STUDY TEXT:

=== Section Start ===

New Zealand researchers are working to find out the long-term health effects of vaping on the nation’s youth, who are nearly three times more likely to vape than teenagers in Australia, Canada, and the United States. And while preliminary research is causing concerns, they admit that concrete conclusions are still years away.
Kelly Burrows, a researcher at Auckland University’s Bio Engineering Institute, began looking into the matter in 2019 when data suggested that cigarette use was declining but vape use was increasing drastically.
“You know it took sort of 50 years to find out what the link between smoking and health effects really were,” she said. “I would say because vaping has not been around that long, comparatively, it’ll be at least another 10 years or 20 years before we see the long-term health effects.”
During the past six years, the associate professor led multiple studies on the topic, focusing on the lungs and respiratory system.
“Every time you vape, some of that will stay inside your lungs, so the e-liquids that are in vapes are sort of quite an oily substance,” Burrows said. “There’ll be a lining of this oil that will stay inside your lungs and actually one of the things that is designed to get rid of that is the process of inflammation. It’s when you have this inflammation occurring many times a day over many years, which is what leads to disease and tissue breakdown.”

=== Section End ===

TO DO:
A - Decide whether each statement agrees with the vaping article, answering yes or no and quoting the words that settle it: (i) Burrows started looking into the matter in 2019; (ii) New Zealand youth are about twice as likely to vape as teenagers in Australia; (iii) Burrows's studies centered on the heart.
B - List every country named in the vaping article.
C - Please continue the vaping article from its last sentence.
None of the listing is needed here.

RAW DATA:
=== Section Start ===

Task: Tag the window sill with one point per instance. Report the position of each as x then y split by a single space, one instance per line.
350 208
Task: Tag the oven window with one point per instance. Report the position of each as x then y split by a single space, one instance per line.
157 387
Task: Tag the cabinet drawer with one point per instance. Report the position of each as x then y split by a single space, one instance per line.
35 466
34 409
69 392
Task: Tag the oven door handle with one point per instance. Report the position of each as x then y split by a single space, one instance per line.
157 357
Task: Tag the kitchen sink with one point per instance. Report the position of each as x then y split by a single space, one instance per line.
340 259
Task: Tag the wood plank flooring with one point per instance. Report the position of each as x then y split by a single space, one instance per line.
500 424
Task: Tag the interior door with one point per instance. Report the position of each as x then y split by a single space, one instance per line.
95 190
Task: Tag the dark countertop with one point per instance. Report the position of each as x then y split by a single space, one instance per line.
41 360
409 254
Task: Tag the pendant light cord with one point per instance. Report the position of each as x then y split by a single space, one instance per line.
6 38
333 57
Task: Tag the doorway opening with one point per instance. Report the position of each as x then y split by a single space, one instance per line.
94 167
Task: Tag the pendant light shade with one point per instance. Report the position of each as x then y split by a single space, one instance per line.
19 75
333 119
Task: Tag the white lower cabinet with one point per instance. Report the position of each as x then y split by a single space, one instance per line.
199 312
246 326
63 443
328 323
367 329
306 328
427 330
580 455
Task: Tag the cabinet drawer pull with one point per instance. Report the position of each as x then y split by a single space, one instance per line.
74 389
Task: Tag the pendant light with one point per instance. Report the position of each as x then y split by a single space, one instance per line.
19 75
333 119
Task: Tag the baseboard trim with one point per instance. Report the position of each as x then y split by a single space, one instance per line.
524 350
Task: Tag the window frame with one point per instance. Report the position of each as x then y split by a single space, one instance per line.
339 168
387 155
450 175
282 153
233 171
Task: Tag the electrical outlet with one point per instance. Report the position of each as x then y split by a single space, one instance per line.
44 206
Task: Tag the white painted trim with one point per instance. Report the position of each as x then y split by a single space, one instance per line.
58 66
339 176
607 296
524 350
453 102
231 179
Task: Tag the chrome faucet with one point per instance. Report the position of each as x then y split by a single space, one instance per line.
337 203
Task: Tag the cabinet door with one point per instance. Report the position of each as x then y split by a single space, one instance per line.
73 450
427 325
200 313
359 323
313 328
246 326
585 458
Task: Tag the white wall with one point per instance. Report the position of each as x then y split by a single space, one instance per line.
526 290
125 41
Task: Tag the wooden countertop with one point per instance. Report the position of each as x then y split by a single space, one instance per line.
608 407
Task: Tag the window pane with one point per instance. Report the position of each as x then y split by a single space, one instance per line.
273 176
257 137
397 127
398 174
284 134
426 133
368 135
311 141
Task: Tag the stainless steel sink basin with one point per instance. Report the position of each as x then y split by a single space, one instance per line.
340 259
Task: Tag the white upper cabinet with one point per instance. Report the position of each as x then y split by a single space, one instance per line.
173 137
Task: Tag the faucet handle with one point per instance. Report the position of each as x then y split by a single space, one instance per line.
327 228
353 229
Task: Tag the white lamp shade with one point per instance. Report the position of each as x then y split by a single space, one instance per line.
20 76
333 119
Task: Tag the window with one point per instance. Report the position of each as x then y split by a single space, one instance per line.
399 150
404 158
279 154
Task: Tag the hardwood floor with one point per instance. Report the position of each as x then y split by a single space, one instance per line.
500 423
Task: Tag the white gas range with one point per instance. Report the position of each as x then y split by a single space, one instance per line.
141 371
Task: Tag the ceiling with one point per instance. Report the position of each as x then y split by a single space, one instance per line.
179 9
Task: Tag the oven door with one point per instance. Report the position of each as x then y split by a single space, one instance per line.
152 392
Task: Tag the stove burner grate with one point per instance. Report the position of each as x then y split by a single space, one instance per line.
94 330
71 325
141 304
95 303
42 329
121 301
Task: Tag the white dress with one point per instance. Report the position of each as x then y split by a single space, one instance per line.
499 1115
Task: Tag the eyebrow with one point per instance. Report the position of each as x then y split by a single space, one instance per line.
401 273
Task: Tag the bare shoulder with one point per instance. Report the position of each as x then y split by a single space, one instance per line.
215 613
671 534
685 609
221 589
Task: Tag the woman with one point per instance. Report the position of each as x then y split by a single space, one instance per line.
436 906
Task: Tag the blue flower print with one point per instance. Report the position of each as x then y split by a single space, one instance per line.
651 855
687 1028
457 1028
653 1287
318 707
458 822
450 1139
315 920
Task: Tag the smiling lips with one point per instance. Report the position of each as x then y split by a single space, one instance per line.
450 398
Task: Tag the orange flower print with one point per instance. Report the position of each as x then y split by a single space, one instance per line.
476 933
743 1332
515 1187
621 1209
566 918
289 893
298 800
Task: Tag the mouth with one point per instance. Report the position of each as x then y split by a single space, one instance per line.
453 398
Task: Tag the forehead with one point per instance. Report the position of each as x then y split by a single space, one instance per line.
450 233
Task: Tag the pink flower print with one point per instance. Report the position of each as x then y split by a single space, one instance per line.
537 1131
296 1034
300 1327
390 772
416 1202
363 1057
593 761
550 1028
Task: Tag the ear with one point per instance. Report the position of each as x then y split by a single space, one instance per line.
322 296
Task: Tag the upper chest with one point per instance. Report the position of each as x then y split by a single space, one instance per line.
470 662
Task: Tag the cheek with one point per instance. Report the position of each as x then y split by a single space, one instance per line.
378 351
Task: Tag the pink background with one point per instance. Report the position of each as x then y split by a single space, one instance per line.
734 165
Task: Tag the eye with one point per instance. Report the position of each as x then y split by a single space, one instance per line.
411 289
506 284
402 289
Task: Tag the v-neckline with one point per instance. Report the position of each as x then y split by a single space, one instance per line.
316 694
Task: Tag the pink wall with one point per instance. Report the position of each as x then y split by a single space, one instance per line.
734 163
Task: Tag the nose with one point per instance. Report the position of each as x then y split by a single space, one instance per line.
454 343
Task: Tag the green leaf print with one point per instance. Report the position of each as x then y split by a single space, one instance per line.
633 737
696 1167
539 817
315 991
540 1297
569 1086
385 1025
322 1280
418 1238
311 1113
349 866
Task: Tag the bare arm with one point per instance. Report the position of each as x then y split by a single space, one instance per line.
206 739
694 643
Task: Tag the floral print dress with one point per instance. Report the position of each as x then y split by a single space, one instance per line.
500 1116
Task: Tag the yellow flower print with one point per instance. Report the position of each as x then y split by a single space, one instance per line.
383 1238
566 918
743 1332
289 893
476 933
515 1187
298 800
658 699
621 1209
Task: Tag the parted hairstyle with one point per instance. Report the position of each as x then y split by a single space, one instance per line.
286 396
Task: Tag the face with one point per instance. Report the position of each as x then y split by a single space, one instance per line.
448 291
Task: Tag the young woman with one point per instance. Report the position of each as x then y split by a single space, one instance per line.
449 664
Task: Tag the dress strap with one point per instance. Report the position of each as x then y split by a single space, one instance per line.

=== Section End ===

RESPONSES TO THE EXERCISE:
A -
(i) Yes: "began looking into the matter in 2019"
(ii) No: "nearly three times more likely to vape than teenagers in Australia, Canada, and the United States"
(iii) No: "focusing on the lungs and respiratory system"

B - New Zealand, Australia, Canada, the United States

C -
Burrows worked with engineering students to create a vaping robot, which collected vapor and froze it to be tested for chemicals and contaminants. That method found at least 30 different flavoring chemicals in each e-liquid, and Burrows said no one knows what the health and safety of those flavoring chemicals is. They also found some heavy metals in the aerosol—the substance that is inhaled and exhaled from a vaping device.
“So normally the heating coil is made from a mixture of different metals and when that gets to really high temperatures, some of that comes off into the aerosol.”
Another study from Burrows grew lung cells in a lab and exposed them to e-cigarette vapor, where some cells died and others broke apart or became more permeable, meaning chemicals could be more easily absorbed into the bloodstream.